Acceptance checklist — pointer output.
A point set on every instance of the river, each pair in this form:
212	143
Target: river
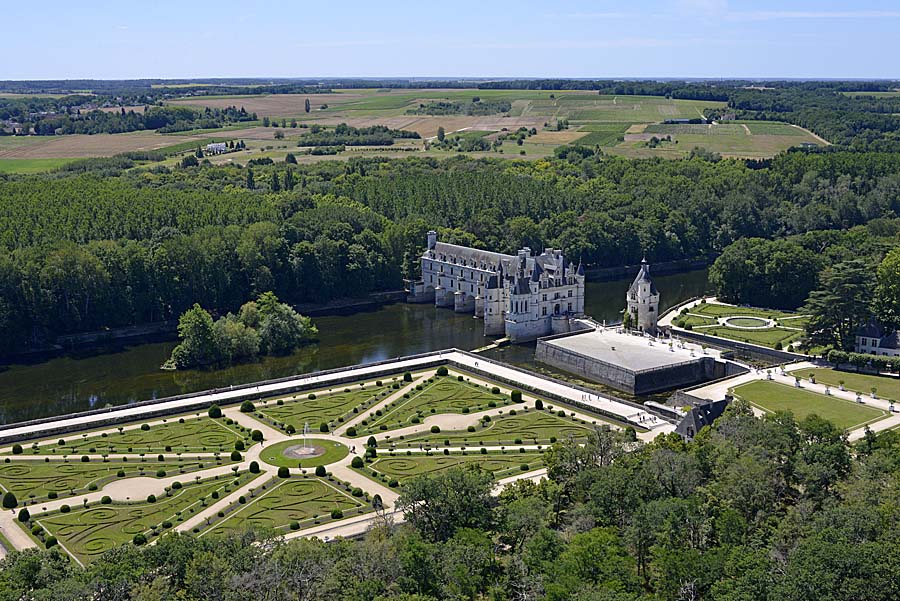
77	383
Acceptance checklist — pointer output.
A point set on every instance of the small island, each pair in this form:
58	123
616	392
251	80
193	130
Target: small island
261	327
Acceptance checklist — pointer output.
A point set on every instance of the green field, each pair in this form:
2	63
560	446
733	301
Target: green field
528	427
36	477
438	395
773	396
28	166
298	410
887	387
305	500
274	454
87	533
404	467
194	435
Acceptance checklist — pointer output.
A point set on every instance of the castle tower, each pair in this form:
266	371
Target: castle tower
643	301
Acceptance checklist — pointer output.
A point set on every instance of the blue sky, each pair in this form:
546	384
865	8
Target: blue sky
487	38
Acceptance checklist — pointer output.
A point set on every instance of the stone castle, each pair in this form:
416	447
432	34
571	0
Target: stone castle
521	297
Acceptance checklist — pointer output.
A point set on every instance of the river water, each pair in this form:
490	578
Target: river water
77	383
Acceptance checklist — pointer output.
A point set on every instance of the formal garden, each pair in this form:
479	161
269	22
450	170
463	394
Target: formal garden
774	396
775	329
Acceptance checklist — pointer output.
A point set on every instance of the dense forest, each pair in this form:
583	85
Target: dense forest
108	246
751	510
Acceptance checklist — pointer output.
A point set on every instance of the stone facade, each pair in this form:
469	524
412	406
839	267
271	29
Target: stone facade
519	296
643	301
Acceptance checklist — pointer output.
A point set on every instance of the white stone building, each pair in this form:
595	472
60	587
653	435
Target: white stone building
643	301
519	296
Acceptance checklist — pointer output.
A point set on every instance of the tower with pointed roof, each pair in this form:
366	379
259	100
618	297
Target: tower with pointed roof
643	301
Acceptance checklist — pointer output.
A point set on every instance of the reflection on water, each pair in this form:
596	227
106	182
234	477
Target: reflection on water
78	383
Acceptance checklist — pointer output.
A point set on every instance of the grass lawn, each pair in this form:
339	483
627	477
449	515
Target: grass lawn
325	407
527	427
440	394
87	533
305	500
773	396
404	467
194	435
30	476
888	387
274	454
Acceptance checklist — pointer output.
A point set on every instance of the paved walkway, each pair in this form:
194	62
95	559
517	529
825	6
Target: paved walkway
138	488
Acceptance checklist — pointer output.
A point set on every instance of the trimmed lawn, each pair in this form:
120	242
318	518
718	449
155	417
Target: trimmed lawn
774	396
404	467
194	435
888	387
274	454
326	407
440	394
87	533
306	500
528	427
31	476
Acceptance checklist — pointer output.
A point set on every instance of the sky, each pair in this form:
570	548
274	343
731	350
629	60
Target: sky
100	39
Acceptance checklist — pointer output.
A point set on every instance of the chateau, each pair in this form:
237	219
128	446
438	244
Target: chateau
519	296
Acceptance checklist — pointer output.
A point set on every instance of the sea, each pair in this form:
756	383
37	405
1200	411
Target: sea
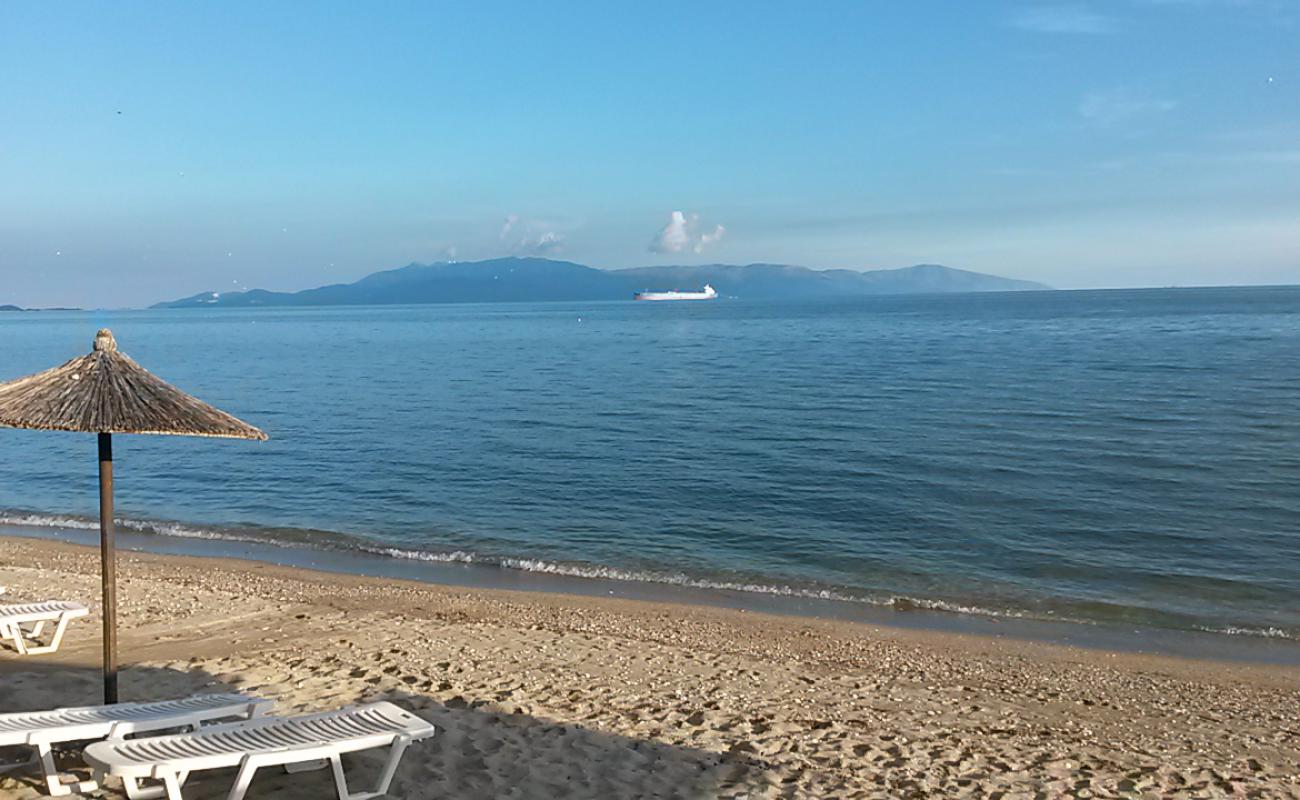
1119	462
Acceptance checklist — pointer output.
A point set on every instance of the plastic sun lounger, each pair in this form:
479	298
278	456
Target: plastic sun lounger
40	730
289	742
38	614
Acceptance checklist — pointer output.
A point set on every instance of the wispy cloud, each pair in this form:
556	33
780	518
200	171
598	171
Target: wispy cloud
1064	20
683	233
529	237
1116	107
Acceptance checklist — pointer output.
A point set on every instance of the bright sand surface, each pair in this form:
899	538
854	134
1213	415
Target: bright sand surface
562	696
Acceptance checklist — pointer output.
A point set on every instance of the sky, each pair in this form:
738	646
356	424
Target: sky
152	151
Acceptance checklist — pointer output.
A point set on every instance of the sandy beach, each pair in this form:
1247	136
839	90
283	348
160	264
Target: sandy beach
560	696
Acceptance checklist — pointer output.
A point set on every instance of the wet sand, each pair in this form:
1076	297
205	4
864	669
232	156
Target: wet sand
542	695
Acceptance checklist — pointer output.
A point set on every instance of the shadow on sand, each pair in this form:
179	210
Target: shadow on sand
477	752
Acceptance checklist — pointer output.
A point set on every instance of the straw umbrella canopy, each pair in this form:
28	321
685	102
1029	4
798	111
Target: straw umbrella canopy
107	393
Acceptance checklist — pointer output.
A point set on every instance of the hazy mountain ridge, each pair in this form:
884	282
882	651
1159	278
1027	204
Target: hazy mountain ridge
532	280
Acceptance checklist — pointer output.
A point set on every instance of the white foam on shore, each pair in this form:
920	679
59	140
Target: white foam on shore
139	526
581	571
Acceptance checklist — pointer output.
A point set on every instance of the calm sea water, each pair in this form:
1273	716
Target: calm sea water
1106	457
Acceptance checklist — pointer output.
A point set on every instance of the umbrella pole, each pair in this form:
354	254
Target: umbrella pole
108	565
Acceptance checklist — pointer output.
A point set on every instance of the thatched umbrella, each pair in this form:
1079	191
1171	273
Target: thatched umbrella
108	393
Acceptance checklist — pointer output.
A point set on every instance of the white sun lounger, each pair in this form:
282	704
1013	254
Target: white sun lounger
38	614
40	730
265	742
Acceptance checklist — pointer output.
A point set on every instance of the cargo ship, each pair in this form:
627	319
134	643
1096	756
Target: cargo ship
707	294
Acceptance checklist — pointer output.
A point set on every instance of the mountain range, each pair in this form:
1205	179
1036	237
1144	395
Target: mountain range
532	280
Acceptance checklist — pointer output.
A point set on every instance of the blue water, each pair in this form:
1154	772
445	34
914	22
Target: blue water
1109	457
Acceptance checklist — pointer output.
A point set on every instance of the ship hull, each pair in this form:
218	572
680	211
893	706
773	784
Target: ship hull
707	294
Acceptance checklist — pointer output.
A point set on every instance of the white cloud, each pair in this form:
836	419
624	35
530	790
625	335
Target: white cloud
1064	20
529	237
544	243
683	233
1118	106
511	220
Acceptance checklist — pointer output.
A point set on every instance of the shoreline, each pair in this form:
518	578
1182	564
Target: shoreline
1096	636
542	695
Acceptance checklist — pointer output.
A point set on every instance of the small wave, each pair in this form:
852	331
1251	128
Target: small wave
138	526
1242	631
343	543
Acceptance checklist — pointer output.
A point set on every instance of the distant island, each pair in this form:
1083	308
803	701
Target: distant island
532	280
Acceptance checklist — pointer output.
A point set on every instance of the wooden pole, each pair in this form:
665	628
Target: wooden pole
108	565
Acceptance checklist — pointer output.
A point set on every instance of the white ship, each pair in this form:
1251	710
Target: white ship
707	294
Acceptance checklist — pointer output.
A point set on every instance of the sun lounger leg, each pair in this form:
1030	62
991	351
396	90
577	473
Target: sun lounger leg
14	634
134	791
246	772
34	647
172	786
53	779
390	768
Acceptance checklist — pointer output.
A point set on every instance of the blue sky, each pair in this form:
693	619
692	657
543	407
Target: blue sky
154	151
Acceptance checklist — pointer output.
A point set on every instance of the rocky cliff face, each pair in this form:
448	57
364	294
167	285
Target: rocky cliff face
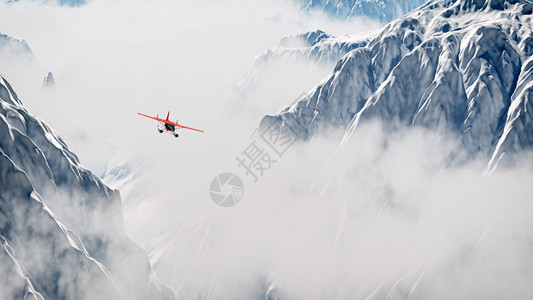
459	66
61	226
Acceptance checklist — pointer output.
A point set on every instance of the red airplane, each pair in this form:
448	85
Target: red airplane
170	126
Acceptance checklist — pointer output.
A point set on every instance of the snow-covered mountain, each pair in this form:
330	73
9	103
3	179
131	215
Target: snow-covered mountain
14	48
292	67
61	226
381	10
456	65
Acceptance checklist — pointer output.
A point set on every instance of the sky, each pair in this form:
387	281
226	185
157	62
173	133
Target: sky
383	217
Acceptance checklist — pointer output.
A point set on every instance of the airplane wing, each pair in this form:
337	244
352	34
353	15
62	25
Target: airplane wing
169	122
155	118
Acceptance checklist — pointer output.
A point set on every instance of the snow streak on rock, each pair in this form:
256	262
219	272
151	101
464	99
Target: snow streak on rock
460	66
61	227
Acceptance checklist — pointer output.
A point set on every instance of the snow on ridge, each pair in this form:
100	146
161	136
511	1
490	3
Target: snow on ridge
382	10
13	47
62	219
450	65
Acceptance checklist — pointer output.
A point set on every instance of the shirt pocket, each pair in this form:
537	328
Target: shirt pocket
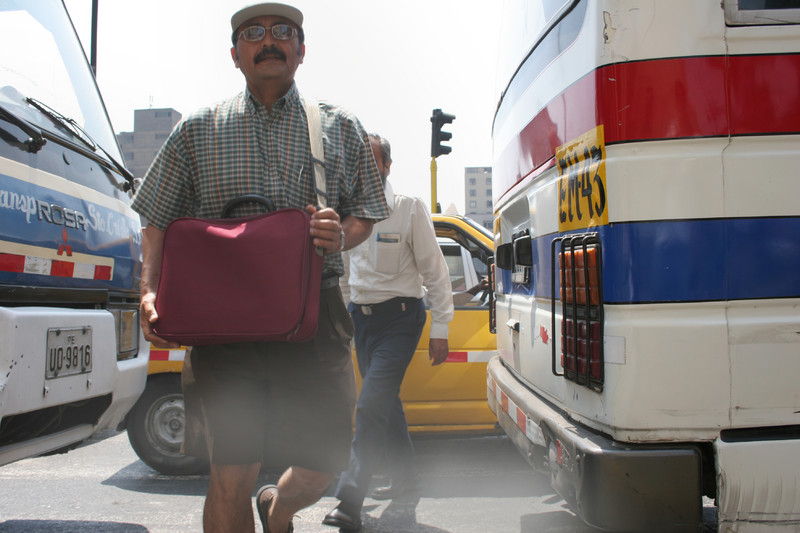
388	254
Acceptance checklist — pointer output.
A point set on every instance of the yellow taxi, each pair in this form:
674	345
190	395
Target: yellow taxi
449	398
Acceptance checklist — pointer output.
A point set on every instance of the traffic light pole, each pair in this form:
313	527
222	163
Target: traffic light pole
438	119
433	185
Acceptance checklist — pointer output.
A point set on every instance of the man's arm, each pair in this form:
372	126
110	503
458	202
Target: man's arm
326	229
436	277
152	242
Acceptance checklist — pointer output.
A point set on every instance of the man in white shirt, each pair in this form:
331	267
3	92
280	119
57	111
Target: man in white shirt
389	275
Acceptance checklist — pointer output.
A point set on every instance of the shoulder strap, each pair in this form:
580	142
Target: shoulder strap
317	150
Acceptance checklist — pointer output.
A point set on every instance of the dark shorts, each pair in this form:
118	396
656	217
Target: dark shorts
279	404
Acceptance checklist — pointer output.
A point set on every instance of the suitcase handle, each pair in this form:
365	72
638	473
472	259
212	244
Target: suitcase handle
257	198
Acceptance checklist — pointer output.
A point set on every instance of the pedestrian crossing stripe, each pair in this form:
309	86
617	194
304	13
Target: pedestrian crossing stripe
168	355
470	357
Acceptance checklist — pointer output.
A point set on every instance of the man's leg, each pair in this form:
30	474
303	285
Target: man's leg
229	507
391	343
399	448
297	489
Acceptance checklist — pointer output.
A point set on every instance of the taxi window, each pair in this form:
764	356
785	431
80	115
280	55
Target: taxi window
467	269
762	12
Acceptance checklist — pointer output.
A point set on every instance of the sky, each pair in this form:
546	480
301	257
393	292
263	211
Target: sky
389	62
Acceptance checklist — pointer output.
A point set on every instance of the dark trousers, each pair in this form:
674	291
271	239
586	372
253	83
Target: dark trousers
385	341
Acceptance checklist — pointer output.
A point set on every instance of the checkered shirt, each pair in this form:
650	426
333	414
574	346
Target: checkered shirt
240	147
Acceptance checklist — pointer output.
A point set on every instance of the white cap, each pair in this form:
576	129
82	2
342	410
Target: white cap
266	9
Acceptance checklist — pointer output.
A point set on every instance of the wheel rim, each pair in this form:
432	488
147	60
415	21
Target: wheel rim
166	422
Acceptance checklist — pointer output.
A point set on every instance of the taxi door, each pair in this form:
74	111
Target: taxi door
451	397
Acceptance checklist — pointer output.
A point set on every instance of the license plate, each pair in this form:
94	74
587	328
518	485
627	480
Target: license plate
69	352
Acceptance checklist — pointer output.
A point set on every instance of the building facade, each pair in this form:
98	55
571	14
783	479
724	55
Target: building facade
151	127
478	195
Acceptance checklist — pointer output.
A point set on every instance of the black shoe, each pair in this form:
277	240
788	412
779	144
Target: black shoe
343	520
394	490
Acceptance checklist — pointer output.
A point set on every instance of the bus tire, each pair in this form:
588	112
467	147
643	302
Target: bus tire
156	425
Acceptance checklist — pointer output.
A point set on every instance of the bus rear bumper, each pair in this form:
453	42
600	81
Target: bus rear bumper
610	485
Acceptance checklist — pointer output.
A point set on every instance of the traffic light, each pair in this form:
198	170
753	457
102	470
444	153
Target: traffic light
439	119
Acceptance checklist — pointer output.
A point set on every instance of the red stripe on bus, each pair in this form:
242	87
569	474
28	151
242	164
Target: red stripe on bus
456	357
661	99
159	355
62	269
102	272
12	262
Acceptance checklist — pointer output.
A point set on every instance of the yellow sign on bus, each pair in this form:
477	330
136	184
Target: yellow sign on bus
582	198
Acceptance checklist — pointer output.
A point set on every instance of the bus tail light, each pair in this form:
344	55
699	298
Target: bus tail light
580	281
492	300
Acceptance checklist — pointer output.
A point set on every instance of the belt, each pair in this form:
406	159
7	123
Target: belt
329	282
396	305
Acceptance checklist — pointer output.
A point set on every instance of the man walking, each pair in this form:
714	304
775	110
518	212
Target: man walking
265	403
389	274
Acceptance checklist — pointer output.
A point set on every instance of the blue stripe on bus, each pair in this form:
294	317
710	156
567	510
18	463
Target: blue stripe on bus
684	261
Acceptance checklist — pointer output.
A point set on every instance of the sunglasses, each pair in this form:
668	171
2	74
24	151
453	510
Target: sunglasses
256	32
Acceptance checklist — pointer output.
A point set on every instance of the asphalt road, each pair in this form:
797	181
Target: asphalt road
467	485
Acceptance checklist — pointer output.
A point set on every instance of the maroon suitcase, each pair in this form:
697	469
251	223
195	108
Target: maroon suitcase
246	279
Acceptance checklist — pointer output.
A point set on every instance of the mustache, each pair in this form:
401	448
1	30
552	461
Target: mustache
267	52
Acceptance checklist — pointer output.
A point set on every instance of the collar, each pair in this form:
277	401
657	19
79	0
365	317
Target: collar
389	193
286	101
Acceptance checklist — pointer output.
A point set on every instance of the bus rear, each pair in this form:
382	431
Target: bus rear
71	349
647	232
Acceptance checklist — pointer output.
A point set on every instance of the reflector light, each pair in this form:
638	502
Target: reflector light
580	277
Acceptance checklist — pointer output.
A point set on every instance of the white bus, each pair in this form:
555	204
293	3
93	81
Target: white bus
647	233
71	351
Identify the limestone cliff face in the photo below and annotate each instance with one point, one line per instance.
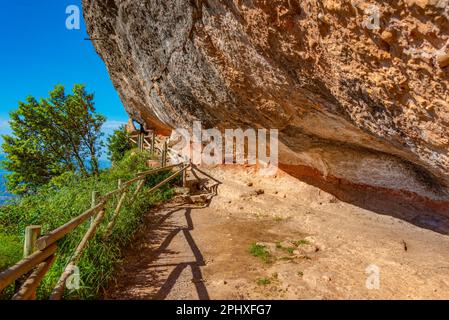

--- Exercise directions ---
Which lines in the entries above contain the word "island"? Gather every such line, treating uppercase and lowercase as different.

--- Exercise solution ---
A point set on every instance of the small island, each pair in this form:
Target: small island
A point set on every instance of the distant island, each pair in this form:
Target: distant island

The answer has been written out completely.